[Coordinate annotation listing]
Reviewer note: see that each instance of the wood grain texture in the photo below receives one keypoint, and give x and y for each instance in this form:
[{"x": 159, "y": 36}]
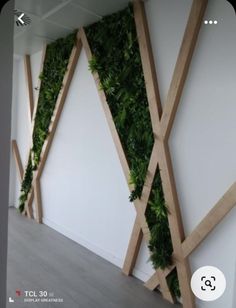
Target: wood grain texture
[
  {"x": 148, "y": 65},
  {"x": 18, "y": 161},
  {"x": 38, "y": 87},
  {"x": 212, "y": 219},
  {"x": 29, "y": 83},
  {"x": 140, "y": 204},
  {"x": 108, "y": 115},
  {"x": 162, "y": 128},
  {"x": 38, "y": 201},
  {"x": 54, "y": 122},
  {"x": 182, "y": 65}
]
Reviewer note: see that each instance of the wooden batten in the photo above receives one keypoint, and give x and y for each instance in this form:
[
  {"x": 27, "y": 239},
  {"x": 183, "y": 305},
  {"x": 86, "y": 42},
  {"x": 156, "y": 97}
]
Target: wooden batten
[
  {"x": 162, "y": 122},
  {"x": 18, "y": 160},
  {"x": 29, "y": 83}
]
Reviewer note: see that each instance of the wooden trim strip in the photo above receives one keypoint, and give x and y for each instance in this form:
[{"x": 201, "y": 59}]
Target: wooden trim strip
[
  {"x": 39, "y": 86},
  {"x": 148, "y": 64},
  {"x": 18, "y": 160},
  {"x": 211, "y": 220},
  {"x": 38, "y": 201},
  {"x": 182, "y": 65},
  {"x": 29, "y": 83},
  {"x": 133, "y": 248},
  {"x": 134, "y": 243},
  {"x": 109, "y": 118},
  {"x": 55, "y": 120}
]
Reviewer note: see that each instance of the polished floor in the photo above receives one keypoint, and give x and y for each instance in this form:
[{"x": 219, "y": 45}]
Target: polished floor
[{"x": 41, "y": 259}]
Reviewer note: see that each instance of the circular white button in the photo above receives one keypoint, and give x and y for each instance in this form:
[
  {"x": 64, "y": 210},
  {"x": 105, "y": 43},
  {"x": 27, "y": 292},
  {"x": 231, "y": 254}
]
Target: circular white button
[{"x": 208, "y": 283}]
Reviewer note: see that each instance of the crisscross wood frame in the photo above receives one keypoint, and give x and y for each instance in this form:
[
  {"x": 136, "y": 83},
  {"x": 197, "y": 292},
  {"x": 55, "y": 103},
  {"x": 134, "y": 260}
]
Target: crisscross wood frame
[{"x": 162, "y": 122}]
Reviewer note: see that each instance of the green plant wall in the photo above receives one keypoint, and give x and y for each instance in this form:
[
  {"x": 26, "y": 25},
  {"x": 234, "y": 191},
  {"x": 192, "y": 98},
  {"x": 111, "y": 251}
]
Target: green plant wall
[
  {"x": 55, "y": 64},
  {"x": 116, "y": 59}
]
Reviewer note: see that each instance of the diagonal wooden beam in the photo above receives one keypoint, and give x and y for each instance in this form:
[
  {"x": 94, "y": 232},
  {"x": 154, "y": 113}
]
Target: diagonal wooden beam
[
  {"x": 38, "y": 201},
  {"x": 18, "y": 160},
  {"x": 56, "y": 116},
  {"x": 108, "y": 115},
  {"x": 38, "y": 87},
  {"x": 148, "y": 65},
  {"x": 182, "y": 65},
  {"x": 212, "y": 219},
  {"x": 140, "y": 205},
  {"x": 204, "y": 228},
  {"x": 170, "y": 108},
  {"x": 29, "y": 83},
  {"x": 134, "y": 243},
  {"x": 133, "y": 248}
]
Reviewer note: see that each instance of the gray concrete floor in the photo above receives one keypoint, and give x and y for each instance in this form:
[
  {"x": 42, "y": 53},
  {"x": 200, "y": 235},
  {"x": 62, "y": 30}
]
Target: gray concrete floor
[{"x": 40, "y": 258}]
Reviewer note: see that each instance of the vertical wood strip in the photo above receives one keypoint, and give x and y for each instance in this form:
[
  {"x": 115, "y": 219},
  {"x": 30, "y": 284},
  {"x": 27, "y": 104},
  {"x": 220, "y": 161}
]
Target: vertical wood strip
[
  {"x": 57, "y": 113},
  {"x": 148, "y": 64},
  {"x": 139, "y": 206},
  {"x": 38, "y": 87},
  {"x": 109, "y": 118},
  {"x": 212, "y": 219},
  {"x": 18, "y": 160},
  {"x": 133, "y": 248},
  {"x": 38, "y": 201},
  {"x": 29, "y": 83},
  {"x": 134, "y": 243},
  {"x": 182, "y": 65}
]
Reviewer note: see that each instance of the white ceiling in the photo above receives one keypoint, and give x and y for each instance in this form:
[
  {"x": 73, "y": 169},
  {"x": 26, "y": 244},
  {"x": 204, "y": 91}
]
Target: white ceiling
[{"x": 51, "y": 19}]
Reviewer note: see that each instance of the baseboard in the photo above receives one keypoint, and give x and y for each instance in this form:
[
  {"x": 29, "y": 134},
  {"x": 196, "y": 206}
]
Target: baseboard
[
  {"x": 94, "y": 248},
  {"x": 85, "y": 243}
]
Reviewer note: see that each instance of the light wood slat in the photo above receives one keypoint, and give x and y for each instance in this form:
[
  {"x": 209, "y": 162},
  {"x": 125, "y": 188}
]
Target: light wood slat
[
  {"x": 59, "y": 105},
  {"x": 116, "y": 138},
  {"x": 148, "y": 64},
  {"x": 29, "y": 83},
  {"x": 28, "y": 204},
  {"x": 38, "y": 201},
  {"x": 137, "y": 203},
  {"x": 182, "y": 65},
  {"x": 205, "y": 227},
  {"x": 175, "y": 223},
  {"x": 133, "y": 248},
  {"x": 57, "y": 113},
  {"x": 38, "y": 87},
  {"x": 134, "y": 244},
  {"x": 18, "y": 160},
  {"x": 109, "y": 118},
  {"x": 212, "y": 219}
]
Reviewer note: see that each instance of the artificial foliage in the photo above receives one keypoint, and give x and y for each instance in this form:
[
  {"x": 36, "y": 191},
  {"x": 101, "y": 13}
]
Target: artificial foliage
[
  {"x": 55, "y": 65},
  {"x": 116, "y": 59}
]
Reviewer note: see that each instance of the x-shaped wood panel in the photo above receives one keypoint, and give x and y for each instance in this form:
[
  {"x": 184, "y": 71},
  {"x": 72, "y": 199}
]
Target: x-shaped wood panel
[
  {"x": 162, "y": 123},
  {"x": 160, "y": 158}
]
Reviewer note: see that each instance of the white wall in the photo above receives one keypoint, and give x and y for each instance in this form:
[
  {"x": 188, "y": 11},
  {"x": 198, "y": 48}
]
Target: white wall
[
  {"x": 6, "y": 64},
  {"x": 203, "y": 140},
  {"x": 84, "y": 192},
  {"x": 21, "y": 123}
]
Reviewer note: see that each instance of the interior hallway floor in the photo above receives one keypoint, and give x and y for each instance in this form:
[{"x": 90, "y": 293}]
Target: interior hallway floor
[{"x": 40, "y": 258}]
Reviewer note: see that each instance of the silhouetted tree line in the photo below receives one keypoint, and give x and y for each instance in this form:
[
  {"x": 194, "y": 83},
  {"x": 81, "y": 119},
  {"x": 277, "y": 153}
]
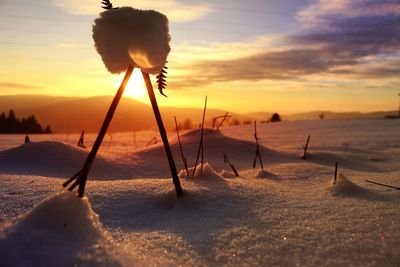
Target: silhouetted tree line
[{"x": 12, "y": 125}]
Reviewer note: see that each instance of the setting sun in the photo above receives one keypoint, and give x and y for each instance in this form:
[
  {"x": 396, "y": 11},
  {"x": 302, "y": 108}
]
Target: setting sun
[{"x": 135, "y": 87}]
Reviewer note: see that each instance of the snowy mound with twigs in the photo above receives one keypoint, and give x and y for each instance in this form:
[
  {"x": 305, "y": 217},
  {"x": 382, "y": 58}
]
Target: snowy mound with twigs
[
  {"x": 227, "y": 174},
  {"x": 62, "y": 230},
  {"x": 201, "y": 172},
  {"x": 344, "y": 186},
  {"x": 240, "y": 153},
  {"x": 55, "y": 159}
]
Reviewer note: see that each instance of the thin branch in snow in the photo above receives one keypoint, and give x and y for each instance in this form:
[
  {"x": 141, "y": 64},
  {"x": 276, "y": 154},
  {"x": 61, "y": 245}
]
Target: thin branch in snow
[
  {"x": 180, "y": 147},
  {"x": 223, "y": 117},
  {"x": 335, "y": 178},
  {"x": 390, "y": 186},
  {"x": 226, "y": 160},
  {"x": 201, "y": 147},
  {"x": 305, "y": 147},
  {"x": 258, "y": 153}
]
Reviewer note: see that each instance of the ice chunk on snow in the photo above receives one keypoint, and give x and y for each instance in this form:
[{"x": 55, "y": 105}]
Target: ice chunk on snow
[
  {"x": 207, "y": 173},
  {"x": 62, "y": 230},
  {"x": 344, "y": 186},
  {"x": 127, "y": 36}
]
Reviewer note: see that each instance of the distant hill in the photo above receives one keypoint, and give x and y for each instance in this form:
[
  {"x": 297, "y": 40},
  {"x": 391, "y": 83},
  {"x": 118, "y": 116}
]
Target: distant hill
[
  {"x": 328, "y": 115},
  {"x": 73, "y": 114}
]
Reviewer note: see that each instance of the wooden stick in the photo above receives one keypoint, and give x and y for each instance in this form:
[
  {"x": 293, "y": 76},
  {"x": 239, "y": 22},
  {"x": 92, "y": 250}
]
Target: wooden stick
[
  {"x": 152, "y": 141},
  {"x": 390, "y": 186},
  {"x": 335, "y": 178},
  {"x": 163, "y": 134},
  {"x": 226, "y": 160},
  {"x": 81, "y": 142},
  {"x": 305, "y": 147},
  {"x": 258, "y": 153},
  {"x": 180, "y": 147},
  {"x": 81, "y": 176},
  {"x": 224, "y": 117},
  {"x": 201, "y": 147}
]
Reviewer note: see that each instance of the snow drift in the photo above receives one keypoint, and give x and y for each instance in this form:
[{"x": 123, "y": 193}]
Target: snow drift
[
  {"x": 240, "y": 152},
  {"x": 205, "y": 173},
  {"x": 50, "y": 158},
  {"x": 62, "y": 230},
  {"x": 344, "y": 186},
  {"x": 131, "y": 37}
]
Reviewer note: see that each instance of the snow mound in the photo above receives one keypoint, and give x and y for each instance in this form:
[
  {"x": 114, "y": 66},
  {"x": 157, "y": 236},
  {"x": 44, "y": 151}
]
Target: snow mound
[
  {"x": 62, "y": 230},
  {"x": 50, "y": 158},
  {"x": 227, "y": 174},
  {"x": 265, "y": 174},
  {"x": 344, "y": 186},
  {"x": 240, "y": 153},
  {"x": 207, "y": 173}
]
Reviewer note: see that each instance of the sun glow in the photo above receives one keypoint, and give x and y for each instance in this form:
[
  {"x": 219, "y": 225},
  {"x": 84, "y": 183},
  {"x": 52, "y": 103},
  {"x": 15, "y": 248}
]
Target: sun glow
[{"x": 136, "y": 87}]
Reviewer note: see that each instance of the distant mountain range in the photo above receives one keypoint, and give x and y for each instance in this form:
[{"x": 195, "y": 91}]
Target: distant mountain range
[{"x": 73, "y": 114}]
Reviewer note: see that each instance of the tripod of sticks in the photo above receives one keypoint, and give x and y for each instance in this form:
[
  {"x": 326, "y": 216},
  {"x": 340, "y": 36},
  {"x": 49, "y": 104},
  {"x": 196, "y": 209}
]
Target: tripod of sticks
[{"x": 81, "y": 176}]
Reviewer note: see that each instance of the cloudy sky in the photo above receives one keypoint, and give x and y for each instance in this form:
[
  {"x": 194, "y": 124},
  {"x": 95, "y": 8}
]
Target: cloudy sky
[{"x": 255, "y": 55}]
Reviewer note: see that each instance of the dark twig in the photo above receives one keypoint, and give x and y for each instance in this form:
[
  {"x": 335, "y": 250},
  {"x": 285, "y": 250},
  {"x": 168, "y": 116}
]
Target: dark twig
[
  {"x": 163, "y": 134},
  {"x": 201, "y": 147},
  {"x": 223, "y": 117},
  {"x": 180, "y": 147},
  {"x": 152, "y": 141},
  {"x": 162, "y": 80},
  {"x": 305, "y": 147},
  {"x": 81, "y": 142},
  {"x": 226, "y": 160},
  {"x": 335, "y": 178},
  {"x": 390, "y": 186},
  {"x": 81, "y": 176},
  {"x": 258, "y": 153}
]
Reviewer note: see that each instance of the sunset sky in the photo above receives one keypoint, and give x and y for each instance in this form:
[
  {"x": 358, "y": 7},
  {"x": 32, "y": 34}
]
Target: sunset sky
[{"x": 256, "y": 55}]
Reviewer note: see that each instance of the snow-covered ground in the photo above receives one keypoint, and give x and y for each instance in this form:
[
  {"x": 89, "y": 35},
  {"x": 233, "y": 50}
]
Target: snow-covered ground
[{"x": 288, "y": 214}]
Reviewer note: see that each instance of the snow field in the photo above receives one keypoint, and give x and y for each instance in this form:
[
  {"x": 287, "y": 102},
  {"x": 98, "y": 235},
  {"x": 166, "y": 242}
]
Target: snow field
[{"x": 290, "y": 215}]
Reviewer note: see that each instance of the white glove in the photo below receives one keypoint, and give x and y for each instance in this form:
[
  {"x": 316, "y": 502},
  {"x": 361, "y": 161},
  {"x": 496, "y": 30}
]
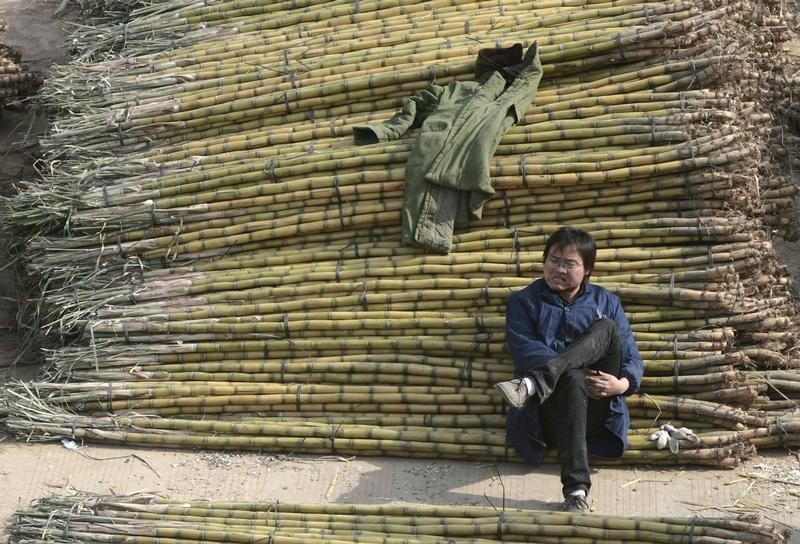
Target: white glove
[{"x": 668, "y": 435}]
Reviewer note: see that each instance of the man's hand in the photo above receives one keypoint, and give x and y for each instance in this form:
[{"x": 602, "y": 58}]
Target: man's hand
[{"x": 602, "y": 385}]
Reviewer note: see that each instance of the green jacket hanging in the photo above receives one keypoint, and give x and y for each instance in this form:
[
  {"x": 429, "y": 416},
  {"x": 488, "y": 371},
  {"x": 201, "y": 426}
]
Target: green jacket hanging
[{"x": 447, "y": 174}]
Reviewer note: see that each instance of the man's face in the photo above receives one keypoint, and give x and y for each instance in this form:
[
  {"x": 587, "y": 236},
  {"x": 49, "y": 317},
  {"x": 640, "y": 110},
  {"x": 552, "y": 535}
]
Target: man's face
[{"x": 564, "y": 271}]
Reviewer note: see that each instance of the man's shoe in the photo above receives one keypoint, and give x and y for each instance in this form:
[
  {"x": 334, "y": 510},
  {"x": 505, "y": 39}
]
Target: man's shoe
[
  {"x": 575, "y": 503},
  {"x": 515, "y": 392}
]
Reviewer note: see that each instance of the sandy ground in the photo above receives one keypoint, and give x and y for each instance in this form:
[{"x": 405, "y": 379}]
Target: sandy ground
[{"x": 768, "y": 485}]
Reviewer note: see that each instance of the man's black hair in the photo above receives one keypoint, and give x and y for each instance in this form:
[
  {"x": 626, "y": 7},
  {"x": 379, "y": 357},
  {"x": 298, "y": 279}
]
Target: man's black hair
[{"x": 570, "y": 236}]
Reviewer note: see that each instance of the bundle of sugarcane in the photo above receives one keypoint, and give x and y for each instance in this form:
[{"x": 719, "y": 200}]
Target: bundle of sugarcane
[
  {"x": 210, "y": 238},
  {"x": 408, "y": 421},
  {"x": 146, "y": 518},
  {"x": 15, "y": 81}
]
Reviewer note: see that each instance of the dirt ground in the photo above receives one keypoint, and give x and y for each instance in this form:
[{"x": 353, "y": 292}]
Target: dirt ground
[{"x": 768, "y": 484}]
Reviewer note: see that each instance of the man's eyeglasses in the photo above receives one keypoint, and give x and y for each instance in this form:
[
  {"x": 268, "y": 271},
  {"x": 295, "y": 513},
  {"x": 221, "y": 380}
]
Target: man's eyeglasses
[{"x": 566, "y": 265}]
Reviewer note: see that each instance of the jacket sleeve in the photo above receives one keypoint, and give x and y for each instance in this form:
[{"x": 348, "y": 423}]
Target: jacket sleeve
[
  {"x": 418, "y": 107},
  {"x": 632, "y": 364},
  {"x": 526, "y": 345}
]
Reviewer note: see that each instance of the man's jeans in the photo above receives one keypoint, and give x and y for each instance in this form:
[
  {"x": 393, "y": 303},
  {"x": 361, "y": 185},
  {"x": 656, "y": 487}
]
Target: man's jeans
[{"x": 569, "y": 416}]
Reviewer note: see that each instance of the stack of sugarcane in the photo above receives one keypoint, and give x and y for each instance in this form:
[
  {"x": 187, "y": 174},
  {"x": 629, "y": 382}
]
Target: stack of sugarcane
[
  {"x": 15, "y": 81},
  {"x": 224, "y": 265},
  {"x": 146, "y": 518}
]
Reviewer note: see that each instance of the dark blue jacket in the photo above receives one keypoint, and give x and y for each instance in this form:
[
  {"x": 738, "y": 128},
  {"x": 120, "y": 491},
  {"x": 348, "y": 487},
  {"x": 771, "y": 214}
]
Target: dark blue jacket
[{"x": 540, "y": 325}]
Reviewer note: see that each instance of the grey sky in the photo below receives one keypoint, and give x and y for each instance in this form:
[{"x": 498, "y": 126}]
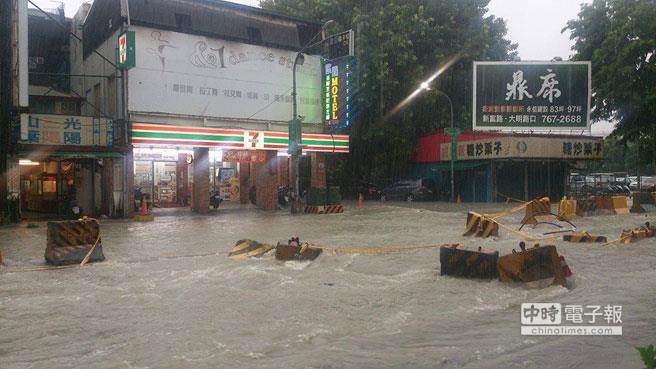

# Objective
Please output everything in the listing above from the line containing "Reviewer note: see that each instance of the dark blue" down to the end of the listing, with both ends included and character for character. Leave the pictures out of your answer.

# Problem solution
Reviewer note: see that each instance of the dark blue jacket in the photo above receives one keypoint, and give x and y for each instance in this form:
[
  {"x": 738, "y": 128},
  {"x": 120, "y": 491},
  {"x": 348, "y": 487},
  {"x": 771, "y": 214}
]
Target: dark blue jacket
[{"x": 540, "y": 325}]
Reviewer note: see that each instance of the grey sky in the photo below receives one keypoint, and give x and y for each instance in this form:
[{"x": 498, "y": 126}]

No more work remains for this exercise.